[BEGIN RECORDS PROVIDED]

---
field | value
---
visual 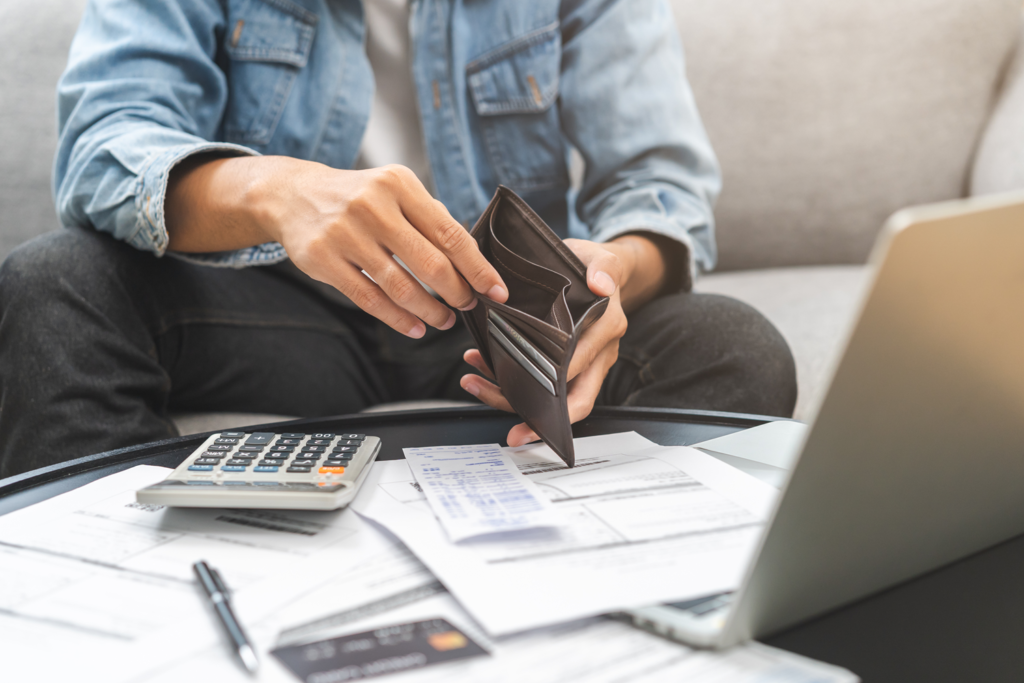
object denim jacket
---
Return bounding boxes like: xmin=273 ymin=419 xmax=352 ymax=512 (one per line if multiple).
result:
xmin=53 ymin=0 xmax=720 ymax=287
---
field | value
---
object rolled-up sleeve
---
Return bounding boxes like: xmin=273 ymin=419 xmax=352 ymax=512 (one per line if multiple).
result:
xmin=560 ymin=0 xmax=721 ymax=291
xmin=53 ymin=0 xmax=286 ymax=266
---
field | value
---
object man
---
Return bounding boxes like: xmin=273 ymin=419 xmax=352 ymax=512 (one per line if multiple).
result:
xmin=0 ymin=0 xmax=796 ymax=476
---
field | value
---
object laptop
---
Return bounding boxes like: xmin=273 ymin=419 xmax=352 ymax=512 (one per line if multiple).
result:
xmin=626 ymin=193 xmax=1024 ymax=648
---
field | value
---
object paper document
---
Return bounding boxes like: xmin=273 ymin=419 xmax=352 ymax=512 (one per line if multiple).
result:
xmin=353 ymin=433 xmax=777 ymax=636
xmin=404 ymin=443 xmax=562 ymax=543
xmin=0 ymin=466 xmax=435 ymax=682
xmin=137 ymin=594 xmax=858 ymax=683
xmin=693 ymin=420 xmax=810 ymax=488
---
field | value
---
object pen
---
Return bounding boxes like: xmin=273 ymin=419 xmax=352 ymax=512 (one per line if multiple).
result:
xmin=193 ymin=560 xmax=259 ymax=674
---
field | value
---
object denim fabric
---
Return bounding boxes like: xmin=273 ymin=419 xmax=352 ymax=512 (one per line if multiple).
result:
xmin=54 ymin=0 xmax=720 ymax=287
xmin=0 ymin=228 xmax=796 ymax=477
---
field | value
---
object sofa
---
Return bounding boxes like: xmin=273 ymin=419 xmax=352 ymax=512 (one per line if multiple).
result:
xmin=0 ymin=0 xmax=1024 ymax=433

[END RECORDS PROVIDED]

### TASK PROMPT:
Report every line from the entries above that contains the string "denim", copying each such line in full.

### WORKED SOLUTION:
object denim jacket
object denim fabric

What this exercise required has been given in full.